=== Data to process ===
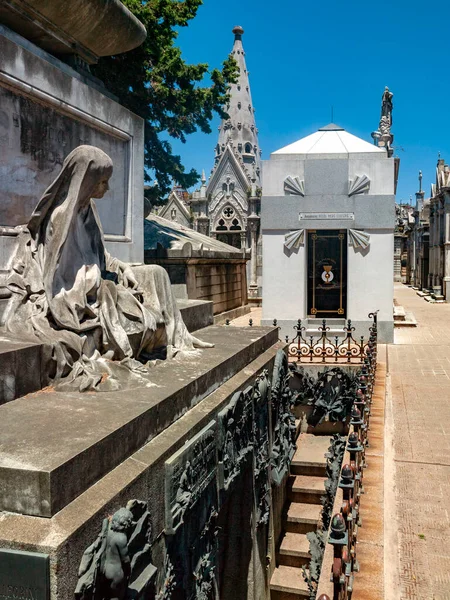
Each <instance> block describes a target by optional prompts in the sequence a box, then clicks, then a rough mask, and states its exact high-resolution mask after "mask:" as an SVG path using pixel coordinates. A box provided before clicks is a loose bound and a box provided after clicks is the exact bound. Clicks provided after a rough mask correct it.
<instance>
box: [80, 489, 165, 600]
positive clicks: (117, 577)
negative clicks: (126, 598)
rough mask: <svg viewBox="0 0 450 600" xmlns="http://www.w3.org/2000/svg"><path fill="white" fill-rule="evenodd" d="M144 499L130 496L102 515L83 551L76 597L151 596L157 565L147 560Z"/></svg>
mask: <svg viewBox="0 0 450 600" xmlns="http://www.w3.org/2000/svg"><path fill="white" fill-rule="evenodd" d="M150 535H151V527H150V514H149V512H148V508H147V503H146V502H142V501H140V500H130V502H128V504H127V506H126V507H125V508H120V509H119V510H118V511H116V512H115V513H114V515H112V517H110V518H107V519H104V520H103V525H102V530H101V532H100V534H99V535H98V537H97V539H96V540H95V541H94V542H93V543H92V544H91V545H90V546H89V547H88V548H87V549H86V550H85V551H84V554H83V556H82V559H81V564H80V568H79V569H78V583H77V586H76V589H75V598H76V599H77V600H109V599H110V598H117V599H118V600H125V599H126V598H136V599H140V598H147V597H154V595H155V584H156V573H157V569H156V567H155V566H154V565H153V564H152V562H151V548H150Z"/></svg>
===
=== Data to process ===
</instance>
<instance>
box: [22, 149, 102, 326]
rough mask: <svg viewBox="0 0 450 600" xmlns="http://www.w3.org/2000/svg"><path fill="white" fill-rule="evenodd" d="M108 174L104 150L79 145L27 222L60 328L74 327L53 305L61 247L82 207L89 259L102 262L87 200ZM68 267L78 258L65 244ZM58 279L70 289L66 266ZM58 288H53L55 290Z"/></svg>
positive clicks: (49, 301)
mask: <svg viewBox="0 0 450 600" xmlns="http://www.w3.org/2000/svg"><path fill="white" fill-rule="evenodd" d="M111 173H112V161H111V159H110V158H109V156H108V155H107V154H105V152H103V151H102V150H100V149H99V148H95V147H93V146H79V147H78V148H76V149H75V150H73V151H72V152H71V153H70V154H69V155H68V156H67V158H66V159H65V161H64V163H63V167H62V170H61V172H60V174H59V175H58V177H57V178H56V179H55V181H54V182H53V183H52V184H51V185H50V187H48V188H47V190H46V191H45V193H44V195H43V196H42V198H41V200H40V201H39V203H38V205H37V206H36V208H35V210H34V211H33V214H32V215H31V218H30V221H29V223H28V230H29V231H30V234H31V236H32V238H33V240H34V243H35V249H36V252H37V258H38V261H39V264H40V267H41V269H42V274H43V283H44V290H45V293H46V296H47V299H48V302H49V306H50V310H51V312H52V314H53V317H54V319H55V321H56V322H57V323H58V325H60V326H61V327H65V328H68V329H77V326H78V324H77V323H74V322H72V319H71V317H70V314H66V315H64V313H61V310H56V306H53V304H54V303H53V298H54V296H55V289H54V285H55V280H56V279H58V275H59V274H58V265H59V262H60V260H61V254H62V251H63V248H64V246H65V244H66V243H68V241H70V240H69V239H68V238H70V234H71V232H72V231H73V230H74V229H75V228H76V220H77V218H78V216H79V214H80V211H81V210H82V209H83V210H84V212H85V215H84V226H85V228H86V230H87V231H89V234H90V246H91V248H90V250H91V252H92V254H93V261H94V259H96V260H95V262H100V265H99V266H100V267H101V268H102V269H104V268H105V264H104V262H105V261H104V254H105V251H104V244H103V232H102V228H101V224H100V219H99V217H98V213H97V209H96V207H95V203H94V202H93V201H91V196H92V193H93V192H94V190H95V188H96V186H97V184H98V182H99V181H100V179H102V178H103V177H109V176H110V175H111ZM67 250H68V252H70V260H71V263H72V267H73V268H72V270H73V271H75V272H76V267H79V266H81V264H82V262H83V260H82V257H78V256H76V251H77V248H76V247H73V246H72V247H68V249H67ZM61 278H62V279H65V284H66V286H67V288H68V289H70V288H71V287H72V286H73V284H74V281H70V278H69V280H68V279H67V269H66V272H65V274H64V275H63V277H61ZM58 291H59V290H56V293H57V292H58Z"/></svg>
===
Activity | Arrange the stretch from the line containing "</instance>" through the line containing "positive clicks: (49, 301)" as a numbered list, leaving out any blank lines.

Solved problem |
1. </instance>
2. <instance>
3. box: [22, 149, 102, 326]
4. rough mask: <svg viewBox="0 0 450 600" xmlns="http://www.w3.org/2000/svg"><path fill="white" fill-rule="evenodd" d="M108 174L104 150L79 145L27 222L60 328L74 327L53 305L61 247L82 207L89 259L102 262L87 200ZM68 267L78 258L65 244ZM58 279L70 289L66 266ZM58 288H53L55 290Z"/></svg>
5. positive clicks: (49, 301)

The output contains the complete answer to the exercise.